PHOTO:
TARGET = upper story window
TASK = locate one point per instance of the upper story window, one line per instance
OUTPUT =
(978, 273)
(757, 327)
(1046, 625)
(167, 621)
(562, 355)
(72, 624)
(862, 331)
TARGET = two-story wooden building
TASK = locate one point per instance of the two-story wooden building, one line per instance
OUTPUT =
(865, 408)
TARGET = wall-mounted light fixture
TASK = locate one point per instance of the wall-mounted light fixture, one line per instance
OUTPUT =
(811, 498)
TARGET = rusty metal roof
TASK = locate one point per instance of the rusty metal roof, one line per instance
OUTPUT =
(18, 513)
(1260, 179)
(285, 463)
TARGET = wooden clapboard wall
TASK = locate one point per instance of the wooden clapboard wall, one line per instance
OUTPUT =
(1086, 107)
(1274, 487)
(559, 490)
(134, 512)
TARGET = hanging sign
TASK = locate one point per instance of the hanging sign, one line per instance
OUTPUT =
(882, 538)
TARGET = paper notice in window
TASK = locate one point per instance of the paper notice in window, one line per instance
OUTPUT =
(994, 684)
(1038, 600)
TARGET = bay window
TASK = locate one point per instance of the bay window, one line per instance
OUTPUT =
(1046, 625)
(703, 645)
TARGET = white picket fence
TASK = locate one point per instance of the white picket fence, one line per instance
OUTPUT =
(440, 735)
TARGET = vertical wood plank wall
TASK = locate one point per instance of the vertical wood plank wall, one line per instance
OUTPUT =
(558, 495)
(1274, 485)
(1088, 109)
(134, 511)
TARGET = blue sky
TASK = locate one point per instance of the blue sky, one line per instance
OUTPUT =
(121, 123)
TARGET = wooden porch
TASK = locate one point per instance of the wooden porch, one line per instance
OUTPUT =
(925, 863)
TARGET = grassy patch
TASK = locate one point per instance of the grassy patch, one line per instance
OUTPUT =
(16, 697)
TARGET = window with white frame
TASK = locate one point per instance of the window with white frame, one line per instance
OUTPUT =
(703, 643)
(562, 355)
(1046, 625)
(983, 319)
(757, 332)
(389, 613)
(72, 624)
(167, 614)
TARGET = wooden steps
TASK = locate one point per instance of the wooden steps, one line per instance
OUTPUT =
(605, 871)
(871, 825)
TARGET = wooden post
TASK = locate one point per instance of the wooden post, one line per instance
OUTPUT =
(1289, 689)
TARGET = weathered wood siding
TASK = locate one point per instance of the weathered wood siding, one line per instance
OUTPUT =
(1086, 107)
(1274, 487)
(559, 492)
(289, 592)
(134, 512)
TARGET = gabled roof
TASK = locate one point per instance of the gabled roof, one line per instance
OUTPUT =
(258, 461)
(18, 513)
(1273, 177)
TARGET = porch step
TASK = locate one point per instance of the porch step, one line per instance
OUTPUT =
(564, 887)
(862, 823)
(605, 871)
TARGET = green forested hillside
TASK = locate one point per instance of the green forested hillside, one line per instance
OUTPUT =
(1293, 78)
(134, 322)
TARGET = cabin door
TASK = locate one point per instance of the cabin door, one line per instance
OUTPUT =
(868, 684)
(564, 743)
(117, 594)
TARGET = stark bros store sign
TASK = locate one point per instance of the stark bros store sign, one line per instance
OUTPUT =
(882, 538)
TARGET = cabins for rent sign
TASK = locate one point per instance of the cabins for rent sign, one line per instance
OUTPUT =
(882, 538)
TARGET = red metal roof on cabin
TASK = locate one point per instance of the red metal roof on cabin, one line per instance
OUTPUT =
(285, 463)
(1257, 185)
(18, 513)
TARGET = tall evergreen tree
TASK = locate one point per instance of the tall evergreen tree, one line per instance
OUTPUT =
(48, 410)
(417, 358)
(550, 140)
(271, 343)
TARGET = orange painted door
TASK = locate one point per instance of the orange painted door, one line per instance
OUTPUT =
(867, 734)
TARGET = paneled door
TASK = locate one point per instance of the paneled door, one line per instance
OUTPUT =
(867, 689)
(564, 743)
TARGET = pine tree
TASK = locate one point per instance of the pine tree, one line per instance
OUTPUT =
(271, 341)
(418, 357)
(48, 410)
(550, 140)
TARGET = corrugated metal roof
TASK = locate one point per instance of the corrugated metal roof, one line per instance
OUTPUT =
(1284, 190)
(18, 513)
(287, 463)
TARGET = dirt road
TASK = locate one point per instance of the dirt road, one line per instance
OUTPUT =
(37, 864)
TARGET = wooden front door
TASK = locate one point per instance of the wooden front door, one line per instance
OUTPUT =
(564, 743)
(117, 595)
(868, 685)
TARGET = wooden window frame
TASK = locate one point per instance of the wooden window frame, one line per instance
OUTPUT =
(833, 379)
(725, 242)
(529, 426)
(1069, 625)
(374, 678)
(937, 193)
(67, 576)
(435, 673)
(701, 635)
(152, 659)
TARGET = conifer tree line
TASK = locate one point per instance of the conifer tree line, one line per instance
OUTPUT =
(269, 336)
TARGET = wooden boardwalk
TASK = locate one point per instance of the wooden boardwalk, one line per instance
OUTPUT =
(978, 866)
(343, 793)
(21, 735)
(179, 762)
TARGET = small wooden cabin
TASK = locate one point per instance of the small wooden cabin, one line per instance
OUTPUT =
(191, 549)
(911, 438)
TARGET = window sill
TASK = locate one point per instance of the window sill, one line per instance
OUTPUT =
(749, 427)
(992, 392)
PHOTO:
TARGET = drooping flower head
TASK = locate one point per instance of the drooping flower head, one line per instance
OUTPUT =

_ _ _ _

Output the records above in their entirety, exactly.

_Exercise result:_
PHOTO:
TARGET = upper story window
TASK = locate one point per instance of the upper story window, one line per instance
OUTPUT =
(978, 273)
(757, 327)
(1046, 625)
(167, 621)
(562, 355)
(72, 624)
(862, 331)
TARGET = two-story wooden building
TASK = locate one point per instance of the two-story wooden building, one line per instance
OUTPUT =
(865, 408)
TARGET = wall-mounted light fixture
TASK = locate one point per instance of the wall-mounted light fixture, one line per instance
OUTPUT =
(811, 498)
TARGET = rusty metal roof
TASK = locate one point per instance of the rusty metal roof, one line per instance
OUTPUT =
(18, 513)
(1260, 179)
(285, 463)
TARGET = wooden clapboard wall
TASK = locate one point per instance of the wooden clapboard wall, one line per instance
OUTPUT =
(1086, 107)
(1274, 487)
(559, 490)
(134, 512)
TARGET = hanging sign
TASK = locate one point per instance of the hanging sign, one line per instance
OUTPUT =
(882, 538)
TARGET = paper notice in window
TASK = locate one point per instance of the paper notice in window, one line per instance
OUTPUT =
(994, 684)
(1038, 600)
TARGET = bay window
TASK = locate one point per instance of the bay window, one line per instance
OUTPUT =
(1046, 625)
(703, 645)
TARGET = white picket fence
TASK = locate one point per instance of the white picket fence, one line per instance
OUTPUT =
(440, 735)
TARGET = vertical wood plank wall
TASK = locate one point per instance of the vertical wood plank wall, one line per instance
OUTPUT =
(558, 495)
(1274, 485)
(1088, 109)
(134, 511)
TARGET = blue sky
TASK = locate one point per instance of the blue sky, one line per instance
OUTPUT =
(121, 123)
TARGET = wooden porch
TASK = locate one point per instance of the wooden porch, one line per instance
OUTPUT =
(925, 863)
TARGET = grassy patch
TASK = locate one point per instance of the grassy patch, one line per instance
OUTPUT =
(16, 697)
TARGET = window with white frame
TASK = locate one point per instance of the window with white frame, one line per instance
OUTPUT =
(703, 643)
(562, 355)
(1046, 625)
(983, 319)
(757, 332)
(389, 613)
(72, 624)
(167, 614)
TARGET = wooden steps
TASK = locate one point per instance of the wooden steps, one line per instance
OUTPUT =
(605, 871)
(871, 825)
TARGET = wooden post
TASK = locate one point per instance of the wooden post, one line per instance
OUTPUT =
(1289, 689)
TARGET = weathered wood siding
TASK = locate one point per instance of the weathered wood siding, one line per instance
OUTPUT =
(1086, 107)
(1274, 487)
(559, 492)
(289, 592)
(134, 512)
TARGET = gabled roof
TASK = locate one point per instance of the gabled roof, one line per instance
OUTPUT =
(258, 461)
(18, 513)
(1273, 177)
TARGET = porch step
TASK = locate one point per instance of the porch step, one line per instance
OUTPUT =
(564, 887)
(862, 823)
(605, 871)
TARGET = green forested hillside
TASK = locate one point per instance of the green forested hillside, one line per instance
OUTPUT =
(1293, 78)
(134, 322)
TARGET = cabin door
TASK = locate one point per instance of the cabin door, one line per instance
OUTPUT =
(868, 684)
(564, 743)
(117, 594)
TARGET = stark bros store sign
TASK = locate one point per instance of the stark bros store sign, one line per instance
OUTPUT =
(882, 538)
TARGET = cabins for rent sign
TASK = locate one point per instance of the cabins for rent sign, one line per instance
OUTPUT =
(882, 538)
TARGET = red metal roof on cabin
TASK = locate one point per instance of the red metal roof on cabin, one line per instance
OUTPUT =
(285, 463)
(1257, 185)
(18, 513)
TARGET = tall evergreen tree
TASK = locate one point per instance of the tall evergreen tree, one line per instance
OUTPUT =
(48, 410)
(417, 358)
(550, 140)
(271, 343)
TARGET = orange painted door
TASK = locate one point per instance of the orange painted door, one line per instance
OUTPUT =
(867, 734)
TARGET = paneled door
TASK = locate one point per instance of the paneled door, one line per instance
OUTPUT =
(867, 689)
(564, 743)
TARGET = pine tree
TASK = locate one point per instance of the pine tree, one line per instance
OUTPUT =
(271, 341)
(418, 357)
(48, 410)
(550, 140)
TARGET = corrugated metal roof
TASK = locate one point per instance of the corrugated metal roof, one line per instance
OUTPUT =
(1284, 190)
(18, 513)
(287, 463)
TARGET = dirt road
TASK = locate one point per instance of the dirt road, one line per instance
OUTPUT =
(37, 864)
TARGET = wooden front door
TASK = locate one point per instance of the wooden front door, one line per instance
OUTPUT =
(564, 743)
(117, 595)
(868, 685)
TARGET = wooden window frame
TASK = locate one point per instance of the wooden window frame, one line per instance
OUTPUT =
(833, 379)
(725, 242)
(529, 426)
(1069, 625)
(374, 678)
(937, 193)
(67, 576)
(435, 673)
(701, 635)
(152, 659)
TARGET = conifer tree line
TASK = locate one point per instance of the conifer tree line, one line per instance
OUTPUT =
(269, 336)
TARGET = wooden boardwalk
TASK = locate one point per instance of the wooden boardwalk, one line per instance
OUTPUT =
(978, 866)
(343, 793)
(21, 735)
(179, 762)
TARGET = small wooden cabin
TASK = locate one point per instance of the small wooden cabin, one line per instance
OUTPUT =
(191, 549)
(911, 438)
TARGET = window sill
TASK = locate one point per instance of the window sill, one line per instance
OUTPUT =
(749, 427)
(992, 392)
PHOTO:
TARGET = drooping flower head
TASK = locate one point per instance of the drooping flower head, one line per instance
OUTPUT =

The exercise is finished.